* READING PASSAGE *
[Start]

Date: Thursday, March 29, 2007
Author: CNN Money

Only 1 in 5 affluent U.S. investors understands hedge funds, suggesting the industry needs better marketing.

NEW YORK (Reuters) -- Only one in five affluent U.S. investors understands hedge funds and other kinds of "alternative investments," according to a survey released Wednesday that suggests the industry needs better marketing.

The survey by Chicago-based consultants Spectrem Group also found that only 9 percent of affluent investors are interested in hedge funds. The survey polled 514 affluent U.S. households, defined as those with at least $500,000 in investable assets.

The Spectrem survey, even though it comprises a small sampling, suggests that hedge funds have some work to do if they want to continue to attract more wealthy investors, which historically have constituted the largest percentage of industry investment.

"Financial services providers need to be proactive in educating affluent investors about their risks and rewards," said Spectrem in the report.

Hedge funds, which are lightly regulated private pools that invest in myriad strategies, continue to attract resilient interest from institutional investors looking for consistent above-market returns, even though a majority fail to achieve that goal.

But wealthy individuals and family offices have been the primary investors in hedge funds for decades, accounting for some 40 percent of the industry's estimated $1.4 trillion in capital, according to industry tracker Greenwich Associates.

[End]

* SHORT EXERCISE *
Name every organization mentioned in the hedge fund article, including its header. Work only from the hedge fund article when doing the tasks.

* STORED DATA *

[Start]

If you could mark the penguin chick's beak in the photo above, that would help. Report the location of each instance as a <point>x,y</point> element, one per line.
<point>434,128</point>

[End]

* ANSWER TO THE EXERCISE *
CNN Money, Reuters, Spectrem Group, Greenwich Associates